*** Information supplied ***

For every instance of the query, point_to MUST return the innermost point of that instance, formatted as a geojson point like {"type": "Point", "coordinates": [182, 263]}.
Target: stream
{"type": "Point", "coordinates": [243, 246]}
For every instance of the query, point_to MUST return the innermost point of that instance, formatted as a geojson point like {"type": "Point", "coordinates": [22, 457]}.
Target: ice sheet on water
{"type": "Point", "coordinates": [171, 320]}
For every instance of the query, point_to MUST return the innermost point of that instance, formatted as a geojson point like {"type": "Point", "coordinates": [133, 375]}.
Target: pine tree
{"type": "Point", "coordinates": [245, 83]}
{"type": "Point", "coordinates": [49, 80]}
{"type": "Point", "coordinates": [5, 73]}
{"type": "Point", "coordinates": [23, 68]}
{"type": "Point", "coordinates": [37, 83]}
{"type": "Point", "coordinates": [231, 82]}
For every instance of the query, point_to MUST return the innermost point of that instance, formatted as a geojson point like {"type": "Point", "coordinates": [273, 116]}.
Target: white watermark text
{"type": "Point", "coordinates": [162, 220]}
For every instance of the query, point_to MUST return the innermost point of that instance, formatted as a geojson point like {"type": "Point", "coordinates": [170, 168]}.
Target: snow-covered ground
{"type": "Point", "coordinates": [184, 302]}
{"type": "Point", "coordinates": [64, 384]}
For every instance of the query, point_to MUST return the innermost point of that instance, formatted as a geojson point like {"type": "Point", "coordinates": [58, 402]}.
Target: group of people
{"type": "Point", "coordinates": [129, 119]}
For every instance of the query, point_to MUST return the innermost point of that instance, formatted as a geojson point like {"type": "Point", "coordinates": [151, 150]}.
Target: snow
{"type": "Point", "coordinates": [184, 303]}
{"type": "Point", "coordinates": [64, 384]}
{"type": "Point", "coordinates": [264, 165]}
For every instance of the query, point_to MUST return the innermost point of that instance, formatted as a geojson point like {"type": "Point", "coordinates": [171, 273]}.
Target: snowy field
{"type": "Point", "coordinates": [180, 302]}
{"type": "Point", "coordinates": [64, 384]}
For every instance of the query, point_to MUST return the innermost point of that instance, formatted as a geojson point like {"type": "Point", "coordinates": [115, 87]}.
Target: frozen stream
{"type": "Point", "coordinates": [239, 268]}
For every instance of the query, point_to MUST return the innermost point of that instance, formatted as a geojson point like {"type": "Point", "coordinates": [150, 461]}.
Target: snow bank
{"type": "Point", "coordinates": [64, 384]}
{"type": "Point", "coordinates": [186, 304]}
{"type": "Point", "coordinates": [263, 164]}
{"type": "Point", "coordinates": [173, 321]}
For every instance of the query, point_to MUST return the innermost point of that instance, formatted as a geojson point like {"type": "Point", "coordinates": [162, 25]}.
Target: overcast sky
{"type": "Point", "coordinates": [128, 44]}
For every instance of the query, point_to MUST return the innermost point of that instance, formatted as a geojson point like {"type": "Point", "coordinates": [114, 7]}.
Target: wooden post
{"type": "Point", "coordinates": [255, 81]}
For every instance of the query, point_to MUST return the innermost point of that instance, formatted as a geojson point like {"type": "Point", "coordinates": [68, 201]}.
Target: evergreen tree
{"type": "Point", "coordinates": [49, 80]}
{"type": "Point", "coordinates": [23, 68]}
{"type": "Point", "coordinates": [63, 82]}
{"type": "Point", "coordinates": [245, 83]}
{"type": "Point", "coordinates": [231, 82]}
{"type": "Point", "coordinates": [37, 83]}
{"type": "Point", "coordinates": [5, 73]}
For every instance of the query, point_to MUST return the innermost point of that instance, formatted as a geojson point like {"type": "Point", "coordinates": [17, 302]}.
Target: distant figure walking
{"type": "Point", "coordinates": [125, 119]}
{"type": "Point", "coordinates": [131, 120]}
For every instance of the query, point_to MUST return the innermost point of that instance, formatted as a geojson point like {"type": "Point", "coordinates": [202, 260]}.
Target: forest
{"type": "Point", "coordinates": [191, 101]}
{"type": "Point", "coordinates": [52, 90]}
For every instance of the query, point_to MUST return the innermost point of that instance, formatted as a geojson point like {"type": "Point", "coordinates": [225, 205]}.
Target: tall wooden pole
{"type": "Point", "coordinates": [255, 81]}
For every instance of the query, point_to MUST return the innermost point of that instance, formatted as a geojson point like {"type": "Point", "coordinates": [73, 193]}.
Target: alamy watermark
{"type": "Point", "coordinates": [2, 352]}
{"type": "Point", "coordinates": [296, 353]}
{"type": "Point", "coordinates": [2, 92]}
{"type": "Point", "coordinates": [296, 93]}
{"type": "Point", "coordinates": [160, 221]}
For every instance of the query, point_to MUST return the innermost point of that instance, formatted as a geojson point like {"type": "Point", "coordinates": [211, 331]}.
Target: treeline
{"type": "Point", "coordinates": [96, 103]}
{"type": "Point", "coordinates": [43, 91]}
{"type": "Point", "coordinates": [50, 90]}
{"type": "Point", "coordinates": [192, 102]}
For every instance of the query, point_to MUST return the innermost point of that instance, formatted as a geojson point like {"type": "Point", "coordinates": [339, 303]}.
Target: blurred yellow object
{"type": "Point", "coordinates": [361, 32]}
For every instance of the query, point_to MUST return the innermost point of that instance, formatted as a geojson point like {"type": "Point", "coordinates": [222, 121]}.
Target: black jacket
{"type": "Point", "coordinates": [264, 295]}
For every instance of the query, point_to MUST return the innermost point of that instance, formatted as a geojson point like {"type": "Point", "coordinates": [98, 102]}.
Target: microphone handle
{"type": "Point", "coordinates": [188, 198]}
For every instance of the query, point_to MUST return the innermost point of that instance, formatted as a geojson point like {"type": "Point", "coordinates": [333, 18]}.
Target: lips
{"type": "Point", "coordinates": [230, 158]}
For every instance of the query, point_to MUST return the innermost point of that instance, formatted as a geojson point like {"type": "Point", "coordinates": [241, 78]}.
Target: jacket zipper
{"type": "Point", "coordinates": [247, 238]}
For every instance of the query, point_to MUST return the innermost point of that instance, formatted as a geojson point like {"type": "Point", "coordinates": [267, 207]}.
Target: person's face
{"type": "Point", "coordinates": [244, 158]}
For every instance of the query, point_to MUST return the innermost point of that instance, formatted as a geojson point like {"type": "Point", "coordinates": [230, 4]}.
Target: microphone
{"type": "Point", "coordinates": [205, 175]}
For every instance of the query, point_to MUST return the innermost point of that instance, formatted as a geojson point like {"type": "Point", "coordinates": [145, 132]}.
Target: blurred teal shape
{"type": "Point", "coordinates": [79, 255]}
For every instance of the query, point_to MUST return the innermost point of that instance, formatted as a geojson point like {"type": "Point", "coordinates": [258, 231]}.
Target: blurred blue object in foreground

*** End of Information supplied ***

**Work to be completed**
Nothing is to be left out. Repeat the whole listing exactly.

**Reply to the exercise**
For every instance of the query, point_to MUST return the innermost point of that instance, formatted as a geojson point like {"type": "Point", "coordinates": [182, 263]}.
Target: stream
{"type": "Point", "coordinates": [243, 246]}
For every instance of the query, point_to MUST return the innermost point of that instance, formatted as a geojson point like {"type": "Point", "coordinates": [22, 457]}.
Target: ice sheet on water
{"type": "Point", "coordinates": [171, 320]}
For every instance of the query, point_to MUST return the innermost point of that instance, formatted as a geojson point like {"type": "Point", "coordinates": [133, 375]}.
Target: pine tree
{"type": "Point", "coordinates": [245, 83]}
{"type": "Point", "coordinates": [49, 80]}
{"type": "Point", "coordinates": [5, 73]}
{"type": "Point", "coordinates": [23, 68]}
{"type": "Point", "coordinates": [37, 83]}
{"type": "Point", "coordinates": [231, 82]}
For every instance of the query, point_to MUST return the innermost point of that instance, formatted as a geojson point like {"type": "Point", "coordinates": [273, 116]}.
Target: white watermark text
{"type": "Point", "coordinates": [162, 220]}
For every instance of the query, point_to MUST return the innermost point of that instance, formatted as a geojson point like {"type": "Point", "coordinates": [170, 168]}.
Target: snow-covered ground
{"type": "Point", "coordinates": [184, 302]}
{"type": "Point", "coordinates": [64, 384]}
For every instance of the query, point_to MUST return the innermost point of that instance, formatted as a geojson point like {"type": "Point", "coordinates": [58, 402]}.
Target: group of people
{"type": "Point", "coordinates": [129, 119]}
For every instance of the query, point_to MUST return the innermost point of that instance, formatted as a geojson point like {"type": "Point", "coordinates": [151, 150]}.
Target: snow
{"type": "Point", "coordinates": [184, 303]}
{"type": "Point", "coordinates": [64, 384]}
{"type": "Point", "coordinates": [264, 165]}
For every instance of the query, point_to MUST return the innermost point of that instance, formatted as a geojson point like {"type": "Point", "coordinates": [171, 273]}.
Target: snowy field
{"type": "Point", "coordinates": [180, 302]}
{"type": "Point", "coordinates": [64, 384]}
For every instance of the query, point_to MUST return the innermost point of that instance, formatted as a geojson point like {"type": "Point", "coordinates": [115, 87]}.
Target: frozen stream
{"type": "Point", "coordinates": [239, 268]}
For every instance of the query, point_to MUST return the innermost point of that instance, formatted as a geojson point like {"type": "Point", "coordinates": [150, 461]}.
Target: snow bank
{"type": "Point", "coordinates": [64, 384]}
{"type": "Point", "coordinates": [186, 304]}
{"type": "Point", "coordinates": [263, 164]}
{"type": "Point", "coordinates": [173, 321]}
For every instance of the query, point_to MUST return the innermost point of that instance, formatted as a geojson point like {"type": "Point", "coordinates": [162, 25]}.
Target: overcast sky
{"type": "Point", "coordinates": [128, 44]}
For every instance of the query, point_to MUST return the innermost point of that instance, formatted as a geojson point like {"type": "Point", "coordinates": [114, 7]}.
Target: wooden post
{"type": "Point", "coordinates": [255, 81]}
For every instance of the query, point_to MUST return the innermost point of that instance, formatted as a geojson point like {"type": "Point", "coordinates": [68, 201]}.
Target: evergreen tree
{"type": "Point", "coordinates": [49, 80]}
{"type": "Point", "coordinates": [23, 68]}
{"type": "Point", "coordinates": [63, 82]}
{"type": "Point", "coordinates": [245, 83]}
{"type": "Point", "coordinates": [231, 82]}
{"type": "Point", "coordinates": [37, 83]}
{"type": "Point", "coordinates": [5, 73]}
For every instance of the query, point_to MUST return the innermost point of that instance, formatted as a geojson point like {"type": "Point", "coordinates": [17, 302]}.
Target: distant figure walking
{"type": "Point", "coordinates": [125, 119]}
{"type": "Point", "coordinates": [131, 120]}
For every instance of the query, point_to MUST return the innermost point of that instance, formatted as a geojson point like {"type": "Point", "coordinates": [202, 260]}.
Target: forest
{"type": "Point", "coordinates": [191, 101]}
{"type": "Point", "coordinates": [52, 90]}
For every instance of the query, point_to MUST return the innermost point of that instance, formatted as a geojson point like {"type": "Point", "coordinates": [225, 205]}.
Target: tall wooden pole
{"type": "Point", "coordinates": [255, 81]}
For every instance of the query, point_to MUST return the innermost point of that instance, formatted as a geojson point like {"type": "Point", "coordinates": [73, 193]}.
Target: alamy watermark
{"type": "Point", "coordinates": [2, 352]}
{"type": "Point", "coordinates": [296, 353]}
{"type": "Point", "coordinates": [2, 92]}
{"type": "Point", "coordinates": [296, 93]}
{"type": "Point", "coordinates": [160, 221]}
For every instance of the query, point_to MUST return the innermost point of that instance, formatted as a geojson point like {"type": "Point", "coordinates": [211, 331]}.
Target: treeline
{"type": "Point", "coordinates": [96, 103]}
{"type": "Point", "coordinates": [43, 91]}
{"type": "Point", "coordinates": [50, 90]}
{"type": "Point", "coordinates": [192, 102]}
For every instance of the query, point_to MUST return the innermost point of that instance, formatted as a geojson point like {"type": "Point", "coordinates": [339, 303]}.
Target: blurred yellow object
{"type": "Point", "coordinates": [361, 32]}
For every instance of the query, point_to MUST return the innermost point of that instance, formatted as a geojson point like {"type": "Point", "coordinates": [222, 121]}.
Target: black jacket
{"type": "Point", "coordinates": [264, 295]}
For every instance of the query, point_to MUST return the innermost point of that instance, formatted as a geojson point like {"type": "Point", "coordinates": [98, 102]}.
Target: microphone handle
{"type": "Point", "coordinates": [188, 198]}
For every instance of the query, point_to MUST return the innermost point of that instance, formatted as a geojson point like {"type": "Point", "coordinates": [333, 18]}.
Target: lips
{"type": "Point", "coordinates": [230, 158]}
For every instance of the query, point_to MUST return the innermost point of that instance, formatted as a geojson point like {"type": "Point", "coordinates": [241, 78]}.
Target: jacket zipper
{"type": "Point", "coordinates": [247, 238]}
For every instance of the query, point_to MUST return the innermost point of that instance, formatted as a geojson point like {"type": "Point", "coordinates": [267, 207]}.
Target: person's face
{"type": "Point", "coordinates": [244, 158]}
For every instance of the query, point_to MUST return the innermost point of that instance, formatted as a geojson point like {"type": "Point", "coordinates": [230, 4]}.
Target: microphone
{"type": "Point", "coordinates": [205, 175]}
For every instance of the query, point_to MUST return the innermost point of that instance, formatted as a geojson point like {"type": "Point", "coordinates": [145, 132]}.
Target: blurred teal shape
{"type": "Point", "coordinates": [79, 255]}
For every instance of the query, point_to MUST return the innermost point of that instance, formatted as a geojson point like {"type": "Point", "coordinates": [258, 231]}.
Target: blurred blue object in foreground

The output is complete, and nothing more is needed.